PAGE EXCERPT -
★ ★ ★ ★

The midterm elections will command attention in November, but the outlook for fed policy and key data, such as inflation and labor market strength, will likely be the main drivers of markets. The Fed’s upcoming rate decision is unlikely to surprise, so post-meeting remarks from Fed officials will be closely monitored for hints at future policy.

  • Global Equity – Most equity markets rebounded off September lows, led by US markets. Emerging markets lagged with negative returns, weighed down by China as markets reacted negatively to President Xi’s tightening grip on power. Index level P/E multiples on forward earnings followed returns, as EM valuations moved lower while other regions moved higher, with US large cap moving narrowly above its historical average. Earnings outlooks continued to soften, but a better than feared start to the 3rd quarter earnings season helped lift markets in October, although the number and magnitude of positive surprises is still below recent averages. Equity market volatility is likely to continue given central bank policy uncertainty, geopolitical conflict, and China’s growth slowdown. Valuations are supportive, but below trend growth and the potential for further downward revisions could limit near-term equity upside.
  • Global Fixed Income – Global bond yields were mixed in October, with US rates rising following higher than expected inflation. Interest rate volatility remains elevated, and liquidity has become increasingly constrained, with both approaching levels last seen in March 2020. Maintaining financial stability could influence Fed policy in the coming months, but for now the Fed remains focused on inflation, with another 75 bps hike widely expected. High Yield credit spreads tightened 88 bps to fall below historical averages while IG spreads were flat. An approaching end to the Fed tightening cycle will help limit additional duration downside, and higher yields have improved the outlook for core bonds going forward. Spreads could widen in a recession scenario but strong corporate balance sheets should soften the impact to credit of a growth slowdown. Volatility in rates and currency should provide enhanced opportunities for absolute return strategies, which can also offer downside protection. A cash allocation provides portfolio flexibility while rising front-end yields have improved the asset’s return potential.
  • Global Real Assets & Private Markets – Core real estate returns cooled significantly from recent quarterly performance, but maintained a modestly positive return. In a change, Hotels replaced Industrials as the top performing sector in the quarter, and Office was the only sector with negative performance. New deal activity in private equity continues to slow from 2021’s elevated rate but overall remains at healthy levels. The broad commodities index had a positive return in October as an OPEC+ production cut and Russia’s threat to withdraw from the Black Sea Grain Initiative helped put upward pressure on prices. Core CPI rose +6.6% year-over-year, again exceeding expectations and accelerating from last month’s level of 6.3%. Measures of future inflation expectations were sharply higher in a reversal of last month’s decline, with the 10-year inflation breakeven up 36 bps to 2.51%.

★ ★ ★ ★

DATA BLOCK -

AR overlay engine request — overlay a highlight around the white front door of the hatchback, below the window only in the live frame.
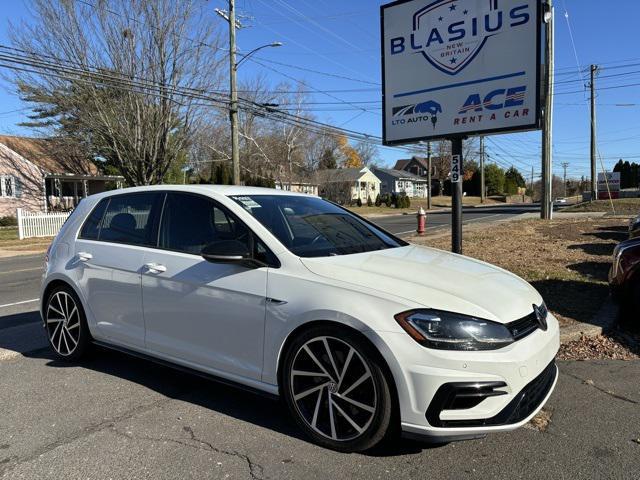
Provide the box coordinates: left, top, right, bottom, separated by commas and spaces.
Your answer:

★ ★ ★ ★

Can you echo the market outlook text word for word, the stretch from "The midterm elections" through "at future policy."?

The midterm elections will command attention in November, but the outlook for fed policy and key data, such as inflation and labor market strength, will likely be the main drivers of markets. The Fed’s upcoming rate decision is unlikely to surprise, so post-meeting remarks from Fed officials will be closely monitored for hints at future policy.